Because of this, as well as the well renowned Debian openness and stability, I jumped on the Debian bandwagon, leaving behind my tried and true Mandrake and RH/Fedora. I used more up to date Mepis releases, as well as Knoppix, Kanotix, pure Debian Sarge, then, of course, Ubuntu.
But I started noticing the inherant problems of using Debian testing or unstable. Major system files would become screwed up. Installing something that is on a new release cycle of Sid would cause apt to try to remove a boat load of other stuff (like the entire KDE when I was simply trying to install GEdit). The testing and unstable repositories are extremely volitile, and being that apt resolves dependencies and keeps everything in sync, installing new stuff can cause your system to get inadveratly hosed. So basically, using Debian testing or unstable is a major crap shoot, and usually leads to eventual problems.
Thus, I think it’s best to either go with pure Debian stable (and stay there), or go with a Debian derivative that manages it’s own repos (like Linspire, with it’s kick-butt Click-n-Run warehouse), or to go with one of the big RPM distros (Mandriva, SuSE, Fedora).

■ ■ ■

# Work to be completed:
Summarize the passage on Debian testing and unstable in two sentences. The data after this point was gathered separately and has no connection to the text above.

■ ■ ■

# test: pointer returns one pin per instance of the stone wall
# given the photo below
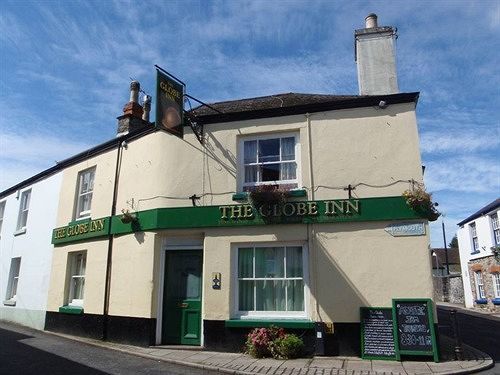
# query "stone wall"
(448, 289)
(487, 266)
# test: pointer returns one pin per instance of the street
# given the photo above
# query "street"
(25, 351)
(478, 330)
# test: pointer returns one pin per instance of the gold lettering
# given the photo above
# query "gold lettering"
(247, 211)
(288, 212)
(235, 212)
(223, 210)
(301, 209)
(352, 204)
(312, 208)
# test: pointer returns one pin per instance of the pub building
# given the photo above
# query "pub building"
(281, 209)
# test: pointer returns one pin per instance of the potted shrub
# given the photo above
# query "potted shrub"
(421, 202)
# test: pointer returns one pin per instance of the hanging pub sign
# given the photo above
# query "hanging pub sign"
(169, 104)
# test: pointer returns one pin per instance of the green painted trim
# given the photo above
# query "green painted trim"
(430, 316)
(297, 193)
(370, 209)
(75, 310)
(240, 197)
(81, 230)
(266, 323)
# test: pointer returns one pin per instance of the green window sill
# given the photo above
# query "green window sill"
(75, 310)
(265, 323)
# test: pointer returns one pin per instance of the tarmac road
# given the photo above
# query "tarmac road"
(24, 351)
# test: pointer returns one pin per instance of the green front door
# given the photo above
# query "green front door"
(182, 297)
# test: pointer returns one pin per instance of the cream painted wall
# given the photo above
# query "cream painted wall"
(93, 299)
(132, 272)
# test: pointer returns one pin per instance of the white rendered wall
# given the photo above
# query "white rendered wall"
(35, 249)
(484, 232)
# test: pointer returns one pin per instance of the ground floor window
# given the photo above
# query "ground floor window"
(15, 265)
(77, 264)
(496, 284)
(271, 279)
(479, 285)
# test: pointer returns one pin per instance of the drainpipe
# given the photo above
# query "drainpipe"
(107, 285)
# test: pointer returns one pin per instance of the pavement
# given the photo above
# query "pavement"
(242, 364)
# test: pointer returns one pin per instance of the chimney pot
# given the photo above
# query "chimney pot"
(371, 21)
(135, 87)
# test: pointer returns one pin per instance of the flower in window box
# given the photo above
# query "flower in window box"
(421, 202)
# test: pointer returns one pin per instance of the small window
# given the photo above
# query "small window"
(496, 284)
(475, 241)
(2, 211)
(24, 204)
(479, 285)
(271, 280)
(77, 263)
(15, 265)
(496, 228)
(270, 161)
(84, 193)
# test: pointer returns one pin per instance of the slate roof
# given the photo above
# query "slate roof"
(290, 104)
(486, 209)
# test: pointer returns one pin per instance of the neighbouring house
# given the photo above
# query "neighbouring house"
(284, 209)
(479, 244)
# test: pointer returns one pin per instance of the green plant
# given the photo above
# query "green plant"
(421, 202)
(287, 347)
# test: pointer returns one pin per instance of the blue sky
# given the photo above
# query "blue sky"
(65, 67)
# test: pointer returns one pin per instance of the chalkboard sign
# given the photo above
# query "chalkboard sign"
(414, 327)
(377, 333)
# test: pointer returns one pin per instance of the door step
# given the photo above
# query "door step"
(178, 347)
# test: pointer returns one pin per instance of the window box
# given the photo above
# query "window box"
(265, 323)
(75, 310)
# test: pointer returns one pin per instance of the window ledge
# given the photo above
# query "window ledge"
(283, 323)
(20, 231)
(75, 310)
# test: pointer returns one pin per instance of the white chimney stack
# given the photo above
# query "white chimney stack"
(376, 59)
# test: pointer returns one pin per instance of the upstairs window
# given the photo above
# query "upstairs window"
(84, 193)
(2, 211)
(10, 296)
(475, 241)
(479, 285)
(271, 160)
(77, 263)
(24, 204)
(496, 228)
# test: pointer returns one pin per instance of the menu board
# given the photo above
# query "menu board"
(415, 327)
(377, 333)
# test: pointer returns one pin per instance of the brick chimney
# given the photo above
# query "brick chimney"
(376, 59)
(132, 118)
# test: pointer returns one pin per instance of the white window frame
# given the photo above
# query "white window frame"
(478, 278)
(23, 210)
(495, 227)
(474, 239)
(72, 263)
(79, 214)
(2, 213)
(237, 314)
(241, 166)
(13, 283)
(496, 284)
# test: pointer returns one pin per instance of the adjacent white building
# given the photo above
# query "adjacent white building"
(27, 216)
(478, 237)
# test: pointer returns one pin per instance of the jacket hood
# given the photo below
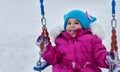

■ ■ ■

# Completed exercise:
After moving to Debian and several Debian-based distributions for their openness and stability, the writer found that Debian testing and unstable were volatile, breaking major system files and leading apt to try to remove large amounts of other software. The writer concludes that it is best to stay with Debian stable, use a Debian derivative that manages its own repositories, or choose one of the big RPM distributions.